What needs to be done:
Retype all of the entries that appear below, keeping them exactly as they are.

***** Exercise input *****

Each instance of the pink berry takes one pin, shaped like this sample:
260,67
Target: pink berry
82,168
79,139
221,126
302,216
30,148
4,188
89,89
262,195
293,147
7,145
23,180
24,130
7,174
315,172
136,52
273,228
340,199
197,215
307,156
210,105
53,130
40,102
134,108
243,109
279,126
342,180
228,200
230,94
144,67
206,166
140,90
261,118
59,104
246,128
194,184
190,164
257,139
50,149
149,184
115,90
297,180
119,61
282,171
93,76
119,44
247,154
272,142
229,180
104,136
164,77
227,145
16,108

*****

Response to this task:
Each instance of the pink berry takes one pin, shaped like this sample:
260,67
Target: pink berry
82,168
79,139
221,126
302,216
30,148
4,188
89,89
262,195
293,147
7,145
23,180
24,130
7,174
315,172
136,52
273,228
340,199
197,215
307,156
210,105
53,130
40,102
134,108
243,109
279,126
342,180
228,200
230,94
144,67
206,166
140,90
261,118
59,104
246,128
194,184
190,164
257,139
50,149
149,184
115,90
297,180
119,61
282,171
93,76
119,44
247,154
272,142
229,180
104,136
164,77
227,145
16,108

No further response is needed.